* Document section
= = =

How much time do you spend in front of the mirror? Unless you are the witch in Snow White, do you really need more than a few minutes in the morning? You know, to make sure that you don’t have crusted drool. But once you have established that there is no embarrassing residue, isn’t time to do something else? Yet according to this article, the average woman spends an hour a day in front of the mirror!! That adds up to 2-weeks per year, and 5-months every decade of your life!! That is so much time!!!!!!!!!!!!!!!!!
“The survey found that women worry about their looks more than anything else — more than money, health, relationships, and their professional success, and that mothers were more likely than non-mothers to feel anxious about their looks (73% of mothers reported appearance anxiety versus 65% of childless women).
Eight in ten women reported that they’d complained to someone about being fat in the last month; 77% say they worried aloud about being old.”
When I read this I was blown the fuck away. This inbreed insecurity about beauty is a pandemic, and there is no way I want to raise my daughter to waste this much time agonizing about her appearance. So what is the solution?
One of the catalysts to excessive mirror time is make up. When you are in the habit of wearing lady-paint every day, you have to watch yourself decorate your face – otherwise things could get kind of funky. So if you are going to be putting on make up, you are going to be looking at yourself doing it. And you know what? There is nothing more depressing than studying your face in the mirror. The human eye is trained to notice details, and any close study of any face will reveal imperfections. Because we are all humans and we all have slight flaws. Even models rip themselves apart – well they try, but it is hard with such nimble arms.
So solution number 1… don’t wear make up! Sure if you are going out for a special occasion maybe, but why is there an expectation that we should wear this shit every day of our lives? If we all collectively took a break from doing that, then there would be a new standard of what beauty is. Not one that is smeared with dyes, but one that is just like, “hey, this is my face.”
But we wear make up to look better, and we feel the need to look better because we look too closely at ourselves in the mirror putting on make up. Do you see how this is a toxic feedback loop?
I am 34 years old right now, and I don’t wear make up. Maybe this is because I am lazy, or maybe because I don’t like to wash my face. But according to my friends I make too many facial expressions, which is giving me wrinkles. If I were to look in the mirror and make faces at myself I would probably feel insecure because I would notice what they are noticing. But because I don’t wear make up or make faces at myself in the mirror (because that would be insane), I don’t see that shit. And I think I am happier for it. It is not my goddamn problem what people see when they look at me. In my head I look fine! And here comes solution number 2.

= = =

* Assignment 1
In the piece on mirror time, echo the passage from "One of the catalysts" to "such nimble arms.".
* Assignment 2
Decide whether each statement agrees with the piece on mirror time, answering yes or no and quoting the words that decide it.
(a) The writer is 34 and does not wear makeup.
(b) Childless women reported appearance anxiety more often than mothers did.
(c) The survey found that women worry about money more than about their looks.
* Assignment 3
Recast the paragraph of the piece on mirror time that begins "One of the catalysts to excessive mirror time" as a short list of its main points.
The rows that come after this have nothing to do with the piece on mirror time.

* Information shown
= = =

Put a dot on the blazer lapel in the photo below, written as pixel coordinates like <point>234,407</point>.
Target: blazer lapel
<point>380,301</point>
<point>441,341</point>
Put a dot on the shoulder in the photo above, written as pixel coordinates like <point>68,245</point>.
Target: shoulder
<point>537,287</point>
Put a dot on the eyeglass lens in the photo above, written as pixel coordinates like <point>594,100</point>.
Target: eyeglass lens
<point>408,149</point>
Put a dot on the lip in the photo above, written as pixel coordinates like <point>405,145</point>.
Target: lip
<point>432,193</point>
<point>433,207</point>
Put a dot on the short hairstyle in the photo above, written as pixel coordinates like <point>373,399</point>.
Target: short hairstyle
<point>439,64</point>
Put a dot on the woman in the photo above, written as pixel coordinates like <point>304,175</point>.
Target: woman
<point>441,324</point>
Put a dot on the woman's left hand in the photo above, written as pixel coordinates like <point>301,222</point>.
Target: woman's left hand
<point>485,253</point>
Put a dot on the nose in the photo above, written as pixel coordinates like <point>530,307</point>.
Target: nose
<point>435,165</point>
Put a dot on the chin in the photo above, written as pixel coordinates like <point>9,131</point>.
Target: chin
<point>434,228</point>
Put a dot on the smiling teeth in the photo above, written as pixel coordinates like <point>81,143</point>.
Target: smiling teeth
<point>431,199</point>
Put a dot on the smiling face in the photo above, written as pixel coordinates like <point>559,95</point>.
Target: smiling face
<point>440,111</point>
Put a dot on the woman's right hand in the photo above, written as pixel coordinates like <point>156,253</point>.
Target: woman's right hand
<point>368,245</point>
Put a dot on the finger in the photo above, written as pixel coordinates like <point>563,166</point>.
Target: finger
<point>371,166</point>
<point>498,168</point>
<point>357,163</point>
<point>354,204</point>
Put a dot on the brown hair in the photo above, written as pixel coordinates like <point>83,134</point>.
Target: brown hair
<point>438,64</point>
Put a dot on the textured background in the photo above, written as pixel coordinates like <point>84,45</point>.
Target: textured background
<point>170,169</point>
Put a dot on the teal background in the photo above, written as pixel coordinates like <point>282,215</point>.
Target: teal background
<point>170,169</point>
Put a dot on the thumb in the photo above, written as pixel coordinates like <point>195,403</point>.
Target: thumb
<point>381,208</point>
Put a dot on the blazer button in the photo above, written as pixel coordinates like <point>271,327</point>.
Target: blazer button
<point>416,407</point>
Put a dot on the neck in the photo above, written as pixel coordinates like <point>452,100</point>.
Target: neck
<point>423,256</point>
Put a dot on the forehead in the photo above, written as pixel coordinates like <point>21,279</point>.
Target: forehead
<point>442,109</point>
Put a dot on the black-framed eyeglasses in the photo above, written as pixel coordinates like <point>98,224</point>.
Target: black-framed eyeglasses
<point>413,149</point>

= = =

* Answer box 1
One of the catalysts to excessive mirror time is make up. When you are in the habit of wearing lady-paint every day, you have to watch yourself decorate your face – otherwise things could get kind of funky. So if you are going to be putting on make up, you are going to be looking at yourself doing it. And you know what? There is nothing more depressing than studying your face in the mirror. The human eye is trained to notice details, and any close study of any face will reveal imperfections. Because we are all humans and we all have slight flaws. Even models rip themselves apart – well they try, but it is hard with such nimble arms.

* Answer box 2
(a) Yes: "I am 34 years old right now, and I don’t wear make up."
(b) No: "73% of mothers reported appearance anxiety versus 65% of childless women"
(c) No: "women worry about their looks more than anything else — more than money"

* Answer box 3
- Makeup is one cause of excessive mirror time.
- Wearing it daily means watching yourself apply it, or the result could look odd.
- Studying your face in the mirror is depressing.
- The human eye notices details, so close study of any face reveals imperfections.
- Everyone has slight flaws, and even models criticize themselves.